RECORDED DATA:
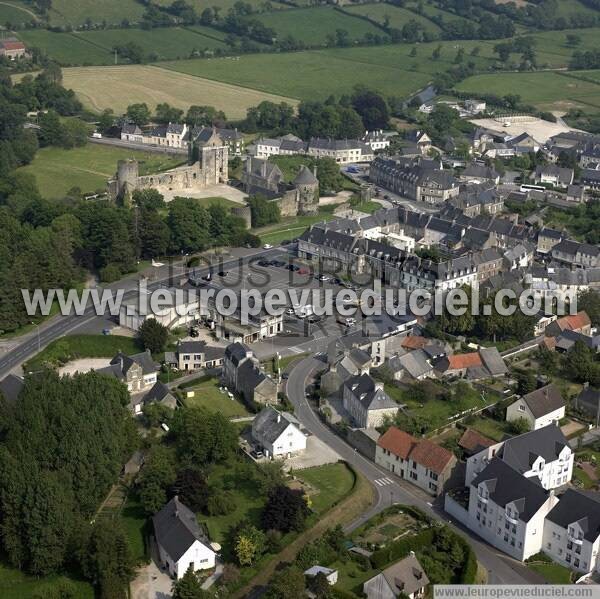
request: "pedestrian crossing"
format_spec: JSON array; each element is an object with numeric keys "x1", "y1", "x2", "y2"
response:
[{"x1": 373, "y1": 476, "x2": 394, "y2": 487}]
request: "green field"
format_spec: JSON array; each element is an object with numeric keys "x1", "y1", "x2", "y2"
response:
[
  {"x1": 252, "y1": 7, "x2": 383, "y2": 46},
  {"x1": 19, "y1": 144, "x2": 183, "y2": 198},
  {"x1": 183, "y1": 379, "x2": 249, "y2": 418},
  {"x1": 0, "y1": 565, "x2": 94, "y2": 599},
  {"x1": 344, "y1": 3, "x2": 440, "y2": 34},
  {"x1": 74, "y1": 27, "x2": 227, "y2": 63},
  {"x1": 18, "y1": 29, "x2": 114, "y2": 66},
  {"x1": 296, "y1": 464, "x2": 354, "y2": 514},
  {"x1": 456, "y1": 72, "x2": 600, "y2": 110},
  {"x1": 49, "y1": 0, "x2": 144, "y2": 26},
  {"x1": 0, "y1": 0, "x2": 38, "y2": 26}
]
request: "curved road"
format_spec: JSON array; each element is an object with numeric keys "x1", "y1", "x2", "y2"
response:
[{"x1": 287, "y1": 358, "x2": 545, "y2": 584}]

EXERCISE INSTRUCTIONS: Shift every bounding-box coordinate in the records above by adding 121 to it, and rewrite all of the records with every other line unchanged. Leave the picture lines out of the answer.

RESULT OF THE TASK:
request: "pedestrian crossing"
format_spec: JSON array; each element is an object with numeric keys "x1", "y1", "x2", "y2"
response:
[{"x1": 494, "y1": 597, "x2": 515, "y2": 608}]
request: "green field"
format_spec: JSON array; each element is an object with numeric keys "x1", "y1", "x2", "y2"
response:
[
  {"x1": 373, "y1": 128, "x2": 504, "y2": 167},
  {"x1": 140, "y1": 265, "x2": 304, "y2": 319},
  {"x1": 304, "y1": 500, "x2": 370, "y2": 539},
  {"x1": 121, "y1": 686, "x2": 215, "y2": 720},
  {"x1": 465, "y1": 124, "x2": 561, "y2": 155},
  {"x1": 195, "y1": 148, "x2": 348, "y2": 184},
  {"x1": 139, "y1": 150, "x2": 235, "y2": 187},
  {"x1": 417, "y1": 585, "x2": 475, "y2": 635},
  {"x1": 577, "y1": 193, "x2": 721, "y2": 231},
  {"x1": 170, "y1": 121, "x2": 265, "y2": 147},
  {"x1": 121, "y1": 121, "x2": 159, "y2": 147}
]
request: "curved road"
format_spec: JSON array; each element is an object with numeric keys "x1", "y1", "x2", "y2"
response:
[{"x1": 408, "y1": 479, "x2": 666, "y2": 705}]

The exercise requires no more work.